━━━ Data to process

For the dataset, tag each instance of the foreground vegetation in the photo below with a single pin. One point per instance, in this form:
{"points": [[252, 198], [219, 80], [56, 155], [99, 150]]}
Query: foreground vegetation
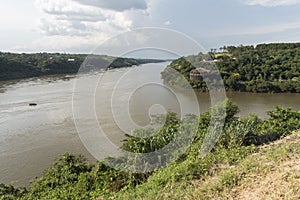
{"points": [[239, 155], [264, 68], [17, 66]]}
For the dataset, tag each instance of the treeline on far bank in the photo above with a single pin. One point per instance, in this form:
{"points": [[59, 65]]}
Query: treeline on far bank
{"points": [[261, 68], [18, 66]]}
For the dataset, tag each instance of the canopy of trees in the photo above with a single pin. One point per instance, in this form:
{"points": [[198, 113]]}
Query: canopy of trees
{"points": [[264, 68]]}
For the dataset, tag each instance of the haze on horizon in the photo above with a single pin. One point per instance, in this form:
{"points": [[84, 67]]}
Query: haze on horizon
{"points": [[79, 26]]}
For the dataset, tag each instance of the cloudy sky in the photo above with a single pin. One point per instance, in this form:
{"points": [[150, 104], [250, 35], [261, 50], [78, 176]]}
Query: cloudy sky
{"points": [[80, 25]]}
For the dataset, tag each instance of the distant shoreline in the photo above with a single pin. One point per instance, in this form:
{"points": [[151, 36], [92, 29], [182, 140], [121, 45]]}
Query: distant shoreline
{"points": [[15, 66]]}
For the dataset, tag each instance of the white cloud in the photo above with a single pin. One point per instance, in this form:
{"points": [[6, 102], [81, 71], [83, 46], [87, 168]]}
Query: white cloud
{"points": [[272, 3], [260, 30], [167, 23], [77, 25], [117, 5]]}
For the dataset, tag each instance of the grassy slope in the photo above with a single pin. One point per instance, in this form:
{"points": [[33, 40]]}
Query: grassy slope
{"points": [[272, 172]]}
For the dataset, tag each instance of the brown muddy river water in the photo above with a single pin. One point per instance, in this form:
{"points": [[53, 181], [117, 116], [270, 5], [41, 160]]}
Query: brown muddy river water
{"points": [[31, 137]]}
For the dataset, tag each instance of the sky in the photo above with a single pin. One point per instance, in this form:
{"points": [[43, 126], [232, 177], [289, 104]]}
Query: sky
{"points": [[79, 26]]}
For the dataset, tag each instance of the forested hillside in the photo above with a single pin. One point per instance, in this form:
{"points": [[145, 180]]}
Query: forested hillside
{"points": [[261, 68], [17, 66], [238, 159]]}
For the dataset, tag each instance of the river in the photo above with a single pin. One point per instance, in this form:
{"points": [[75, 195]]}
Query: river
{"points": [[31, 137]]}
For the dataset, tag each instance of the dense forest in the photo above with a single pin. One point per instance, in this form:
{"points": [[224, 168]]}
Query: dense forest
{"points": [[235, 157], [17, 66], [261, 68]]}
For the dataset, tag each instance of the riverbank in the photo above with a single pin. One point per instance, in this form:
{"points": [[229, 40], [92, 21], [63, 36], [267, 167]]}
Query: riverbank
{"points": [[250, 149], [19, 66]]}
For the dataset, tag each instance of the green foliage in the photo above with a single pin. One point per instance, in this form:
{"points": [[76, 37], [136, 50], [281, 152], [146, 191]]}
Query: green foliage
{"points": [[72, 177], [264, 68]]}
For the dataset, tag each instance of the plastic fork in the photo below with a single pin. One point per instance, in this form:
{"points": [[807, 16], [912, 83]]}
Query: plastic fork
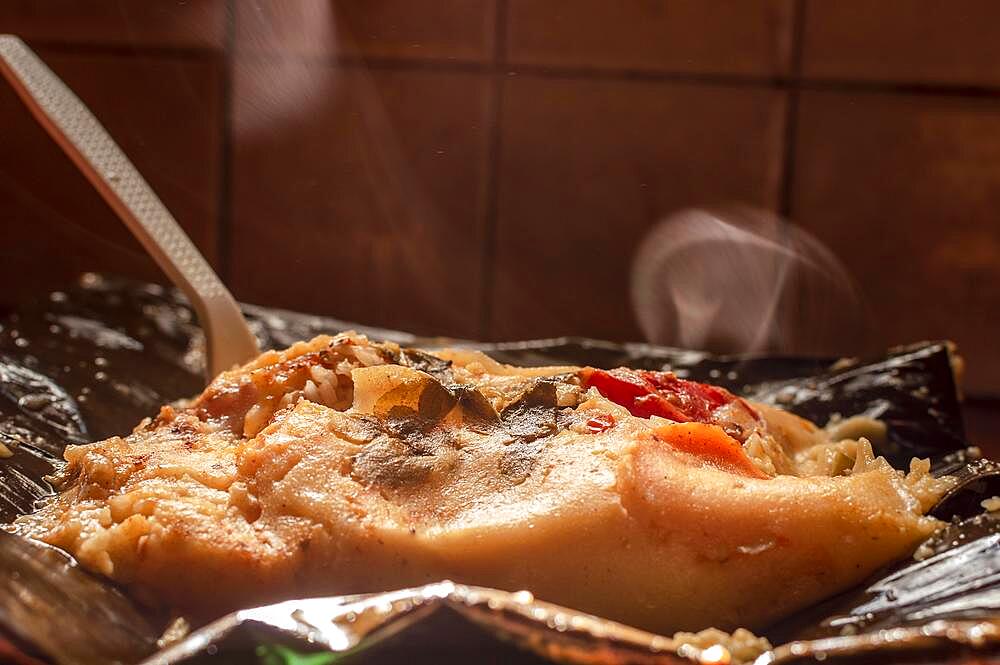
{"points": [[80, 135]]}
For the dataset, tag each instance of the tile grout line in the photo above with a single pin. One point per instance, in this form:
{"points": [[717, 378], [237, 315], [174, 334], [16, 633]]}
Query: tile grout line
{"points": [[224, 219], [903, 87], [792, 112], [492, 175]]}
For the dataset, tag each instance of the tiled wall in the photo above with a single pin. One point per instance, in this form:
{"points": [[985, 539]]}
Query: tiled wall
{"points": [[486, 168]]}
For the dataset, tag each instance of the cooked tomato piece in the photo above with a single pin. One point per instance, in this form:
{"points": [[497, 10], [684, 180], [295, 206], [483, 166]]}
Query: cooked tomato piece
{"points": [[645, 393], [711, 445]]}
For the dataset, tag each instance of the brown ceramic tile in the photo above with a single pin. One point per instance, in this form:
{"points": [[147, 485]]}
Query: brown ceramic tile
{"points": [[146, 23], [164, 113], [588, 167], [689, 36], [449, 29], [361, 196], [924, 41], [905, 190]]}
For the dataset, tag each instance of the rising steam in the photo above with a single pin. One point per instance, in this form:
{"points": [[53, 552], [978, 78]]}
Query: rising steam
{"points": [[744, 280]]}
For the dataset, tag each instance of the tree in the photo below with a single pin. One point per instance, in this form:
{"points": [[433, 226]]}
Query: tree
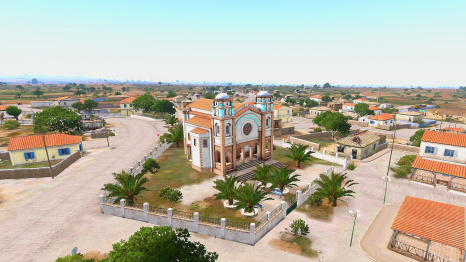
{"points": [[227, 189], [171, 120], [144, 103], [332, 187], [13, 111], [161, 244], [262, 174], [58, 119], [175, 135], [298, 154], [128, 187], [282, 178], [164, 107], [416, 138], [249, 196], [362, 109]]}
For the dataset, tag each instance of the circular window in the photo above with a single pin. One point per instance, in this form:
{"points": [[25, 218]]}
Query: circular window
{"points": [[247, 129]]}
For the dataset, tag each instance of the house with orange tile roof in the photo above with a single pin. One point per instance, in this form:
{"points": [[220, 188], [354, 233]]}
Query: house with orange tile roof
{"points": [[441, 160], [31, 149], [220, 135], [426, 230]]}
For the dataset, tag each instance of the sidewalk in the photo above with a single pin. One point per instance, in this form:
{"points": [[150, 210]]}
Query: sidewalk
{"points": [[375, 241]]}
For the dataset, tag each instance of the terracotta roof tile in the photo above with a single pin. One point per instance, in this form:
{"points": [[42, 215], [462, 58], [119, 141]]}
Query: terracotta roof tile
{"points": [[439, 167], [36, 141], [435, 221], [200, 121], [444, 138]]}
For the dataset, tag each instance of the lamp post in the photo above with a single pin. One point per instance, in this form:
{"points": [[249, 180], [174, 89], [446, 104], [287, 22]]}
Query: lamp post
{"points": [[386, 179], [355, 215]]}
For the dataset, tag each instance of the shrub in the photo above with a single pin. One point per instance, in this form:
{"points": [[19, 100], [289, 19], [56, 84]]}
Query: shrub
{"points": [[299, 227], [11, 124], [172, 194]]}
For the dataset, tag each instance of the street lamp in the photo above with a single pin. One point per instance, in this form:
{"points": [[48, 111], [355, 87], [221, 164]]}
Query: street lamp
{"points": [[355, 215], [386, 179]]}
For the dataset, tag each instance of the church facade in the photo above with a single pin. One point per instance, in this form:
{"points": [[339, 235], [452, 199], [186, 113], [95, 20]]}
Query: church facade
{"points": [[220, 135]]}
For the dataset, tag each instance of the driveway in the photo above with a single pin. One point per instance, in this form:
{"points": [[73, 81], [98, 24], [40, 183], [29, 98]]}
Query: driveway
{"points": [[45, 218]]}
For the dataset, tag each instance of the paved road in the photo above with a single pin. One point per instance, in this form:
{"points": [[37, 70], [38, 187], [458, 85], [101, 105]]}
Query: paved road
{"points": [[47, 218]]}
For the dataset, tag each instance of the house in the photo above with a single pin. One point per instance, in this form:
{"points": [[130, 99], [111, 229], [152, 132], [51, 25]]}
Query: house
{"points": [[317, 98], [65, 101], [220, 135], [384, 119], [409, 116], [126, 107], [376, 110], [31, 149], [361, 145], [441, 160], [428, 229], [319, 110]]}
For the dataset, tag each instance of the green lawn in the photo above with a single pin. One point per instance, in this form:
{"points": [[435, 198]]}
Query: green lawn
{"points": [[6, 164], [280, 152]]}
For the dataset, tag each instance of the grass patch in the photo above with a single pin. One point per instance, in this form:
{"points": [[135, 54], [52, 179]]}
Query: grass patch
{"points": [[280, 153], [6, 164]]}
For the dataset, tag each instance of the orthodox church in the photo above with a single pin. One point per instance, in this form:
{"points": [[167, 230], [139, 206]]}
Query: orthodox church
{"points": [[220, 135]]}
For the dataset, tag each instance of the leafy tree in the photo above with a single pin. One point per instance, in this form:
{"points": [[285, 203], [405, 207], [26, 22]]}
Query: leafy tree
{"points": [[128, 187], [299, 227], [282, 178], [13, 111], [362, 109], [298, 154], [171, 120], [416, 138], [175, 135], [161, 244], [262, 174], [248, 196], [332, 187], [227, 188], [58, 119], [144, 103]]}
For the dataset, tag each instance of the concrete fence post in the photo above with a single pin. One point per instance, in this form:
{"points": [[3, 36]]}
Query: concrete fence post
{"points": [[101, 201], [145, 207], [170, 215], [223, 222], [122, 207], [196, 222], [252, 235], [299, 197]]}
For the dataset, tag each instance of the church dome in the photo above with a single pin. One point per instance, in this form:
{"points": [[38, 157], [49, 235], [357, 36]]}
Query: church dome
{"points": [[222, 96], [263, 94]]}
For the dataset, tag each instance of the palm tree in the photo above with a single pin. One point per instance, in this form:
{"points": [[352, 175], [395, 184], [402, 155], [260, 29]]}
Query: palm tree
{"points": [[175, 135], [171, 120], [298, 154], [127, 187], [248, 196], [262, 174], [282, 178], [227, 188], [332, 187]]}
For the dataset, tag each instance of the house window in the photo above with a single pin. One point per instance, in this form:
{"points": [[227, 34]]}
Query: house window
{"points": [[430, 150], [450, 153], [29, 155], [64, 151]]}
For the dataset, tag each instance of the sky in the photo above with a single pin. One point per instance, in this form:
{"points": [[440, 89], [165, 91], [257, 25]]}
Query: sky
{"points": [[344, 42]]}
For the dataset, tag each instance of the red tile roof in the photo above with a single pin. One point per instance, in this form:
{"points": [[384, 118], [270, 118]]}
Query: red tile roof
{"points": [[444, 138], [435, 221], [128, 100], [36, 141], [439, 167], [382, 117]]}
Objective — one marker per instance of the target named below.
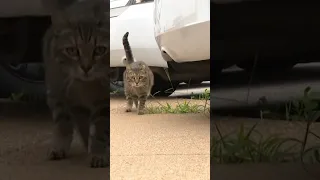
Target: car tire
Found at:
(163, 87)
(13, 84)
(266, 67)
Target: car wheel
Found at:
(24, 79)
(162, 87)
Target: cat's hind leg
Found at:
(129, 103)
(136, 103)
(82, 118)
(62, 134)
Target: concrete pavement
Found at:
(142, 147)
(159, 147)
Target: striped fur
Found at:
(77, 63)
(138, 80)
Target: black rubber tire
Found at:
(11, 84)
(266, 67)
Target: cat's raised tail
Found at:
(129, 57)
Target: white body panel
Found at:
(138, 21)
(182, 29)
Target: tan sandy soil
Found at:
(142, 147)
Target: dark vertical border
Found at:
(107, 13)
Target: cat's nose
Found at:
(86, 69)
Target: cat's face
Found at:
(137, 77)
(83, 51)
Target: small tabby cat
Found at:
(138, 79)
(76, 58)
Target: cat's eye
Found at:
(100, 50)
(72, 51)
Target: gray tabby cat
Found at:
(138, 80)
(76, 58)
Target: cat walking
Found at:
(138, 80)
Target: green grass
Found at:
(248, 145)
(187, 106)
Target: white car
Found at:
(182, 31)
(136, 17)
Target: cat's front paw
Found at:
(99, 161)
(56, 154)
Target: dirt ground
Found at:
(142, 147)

━━━━━━

# [Your instructions]
In the material, find each line with the word "tire" and list it.

# [Solution for this problem]
Target: car tire
Target: black rubber tire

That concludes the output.